**Task objective:**
Your task is to print every entry below exactly as given.
##########
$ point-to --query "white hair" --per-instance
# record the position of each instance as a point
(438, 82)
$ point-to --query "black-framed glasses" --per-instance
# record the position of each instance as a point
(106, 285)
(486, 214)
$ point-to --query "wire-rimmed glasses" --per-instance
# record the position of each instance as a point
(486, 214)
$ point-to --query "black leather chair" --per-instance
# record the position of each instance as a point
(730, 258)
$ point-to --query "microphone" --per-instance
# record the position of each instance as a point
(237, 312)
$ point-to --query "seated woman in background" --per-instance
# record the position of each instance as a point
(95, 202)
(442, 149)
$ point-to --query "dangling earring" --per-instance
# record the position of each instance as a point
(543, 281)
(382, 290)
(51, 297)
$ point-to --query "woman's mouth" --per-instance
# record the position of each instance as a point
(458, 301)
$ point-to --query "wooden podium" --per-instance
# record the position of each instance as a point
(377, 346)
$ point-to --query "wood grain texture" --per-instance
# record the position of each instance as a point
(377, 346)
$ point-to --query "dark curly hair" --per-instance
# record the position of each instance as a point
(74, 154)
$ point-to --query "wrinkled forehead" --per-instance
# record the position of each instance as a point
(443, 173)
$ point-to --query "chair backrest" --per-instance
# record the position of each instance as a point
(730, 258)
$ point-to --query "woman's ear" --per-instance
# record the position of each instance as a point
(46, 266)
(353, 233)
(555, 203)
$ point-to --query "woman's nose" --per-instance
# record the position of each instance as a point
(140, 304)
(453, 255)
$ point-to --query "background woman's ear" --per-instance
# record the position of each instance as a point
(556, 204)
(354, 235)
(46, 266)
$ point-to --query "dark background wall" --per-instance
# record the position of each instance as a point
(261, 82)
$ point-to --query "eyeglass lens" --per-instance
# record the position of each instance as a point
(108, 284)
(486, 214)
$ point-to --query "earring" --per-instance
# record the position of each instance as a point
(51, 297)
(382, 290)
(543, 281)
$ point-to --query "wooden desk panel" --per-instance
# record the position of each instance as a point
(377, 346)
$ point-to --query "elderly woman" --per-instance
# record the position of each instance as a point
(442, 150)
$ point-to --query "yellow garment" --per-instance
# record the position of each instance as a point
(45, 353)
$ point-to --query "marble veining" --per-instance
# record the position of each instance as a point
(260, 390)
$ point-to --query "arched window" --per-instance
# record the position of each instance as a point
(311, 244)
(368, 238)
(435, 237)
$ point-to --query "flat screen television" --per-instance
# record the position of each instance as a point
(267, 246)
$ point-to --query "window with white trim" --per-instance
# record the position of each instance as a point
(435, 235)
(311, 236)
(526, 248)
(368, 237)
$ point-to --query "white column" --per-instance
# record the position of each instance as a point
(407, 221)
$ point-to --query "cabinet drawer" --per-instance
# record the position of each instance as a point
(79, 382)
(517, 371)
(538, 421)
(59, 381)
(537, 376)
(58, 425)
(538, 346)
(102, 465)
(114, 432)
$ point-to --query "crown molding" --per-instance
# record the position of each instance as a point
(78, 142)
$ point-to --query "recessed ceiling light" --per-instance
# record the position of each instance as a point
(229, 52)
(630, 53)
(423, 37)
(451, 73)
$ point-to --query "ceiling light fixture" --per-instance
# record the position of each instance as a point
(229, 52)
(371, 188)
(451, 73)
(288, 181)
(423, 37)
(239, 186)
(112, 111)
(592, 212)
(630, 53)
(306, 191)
##########
**Answer for the task:**
$ point-to --query "white hair" --per-instance
# record the position of each instance as a point
(438, 82)
$ point-to --query "black-framed glasses" --per-instance
# record the position of each instance as a point
(106, 285)
(486, 214)
$ point-to --query "wire-rimmed glasses" --per-instance
# record the position of each instance as a point
(486, 214)
$ point-to --query "black leather chair" --per-instance
# record the position of each instance as a point
(730, 258)
$ point-to --query "microphone" --per-instance
# record the position of each instance as a point
(237, 312)
$ point-to --query "seated woman in background" --per-instance
# record the position of each instance as a point
(95, 202)
(442, 149)
$ point-to --query "dangling earring" --per-instance
# record the position of each instance as a point
(543, 281)
(382, 290)
(51, 297)
$ point-to --query "woman's mouth" --per-instance
# record the position of each instance as a point
(458, 301)
$ point-to --query "wooden podium" --per-instance
# record the position of each instance as a point
(377, 346)
$ point-to --query "wood grain texture" --per-instance
# record the position of each instance as a point
(377, 346)
$ point-to --query "dark curly hair" --per-instance
# record the position of each instance as a point
(74, 154)
$ point-to --query "wrinkled forehead" --per-instance
# record the position of each instance as a point
(443, 173)
$ point-to --query "chair backrest" --per-instance
# record the position of each instance as a point
(730, 258)
$ point-to --query "woman's ear" --per-instance
# record the position of each instance as a point
(46, 266)
(353, 233)
(555, 203)
$ point-to --query "woman's nose" --per-instance
# record the position of each instance as a point
(140, 304)
(453, 255)
$ point-to --query "background woman's ear" --per-instance
# record the position of each instance as a point
(556, 204)
(354, 235)
(46, 266)
$ point-to --query "dark background wall" --per-instance
# record the position of each instance as a point
(261, 82)
$ point-to --query "eyeglass lens" --per-instance
# record the position of each instance as a point
(108, 284)
(486, 214)
$ point-to --query "earring" --per-instance
# record the position of each instance as a point
(51, 297)
(382, 290)
(543, 281)
$ point-to --query "wooden desk panel" --per-instance
# record the position of each instance as a point
(377, 346)
$ point-to --query "elderly woman" --per-instance
# record the position of each instance as a point
(442, 150)
$ point-to --query "yellow garment" --per-instance
# record the position of each instance as a point
(45, 353)
$ point-to --query "marble veining" --per-instance
# record the position of each instance as a point
(260, 390)
$ point-to --query "arched window" --per-instance
# record the position of each instance as a point
(311, 244)
(368, 238)
(435, 237)
$ point-to --query "flat screen television" --per-instance
# record the position of each instance as a point
(267, 246)
$ point-to --query "window with white trim" --per-instance
# record the position of each instance as a point
(435, 235)
(311, 236)
(526, 248)
(368, 237)
$ point-to --query "white column" --per-instance
# record the position of each instance as a point
(407, 221)
$ point-to --query "cabinet drawer" --per-instance
# record the position of each instance as a point
(79, 382)
(517, 371)
(538, 421)
(59, 381)
(537, 376)
(58, 425)
(538, 346)
(102, 465)
(114, 432)
$ point-to --query "crown molding" --per-instance
# record the position of each instance as a point
(78, 142)
$ point-to --query "recessed ceiling light" --per-instance
# record the position of each instance as a point
(229, 52)
(630, 53)
(423, 37)
(451, 73)
$ point-to --query "ceiling light fixture" --per-instance
# record the position of each instance as a point
(229, 52)
(371, 188)
(451, 73)
(288, 181)
(423, 37)
(239, 186)
(112, 111)
(592, 212)
(630, 53)
(306, 191)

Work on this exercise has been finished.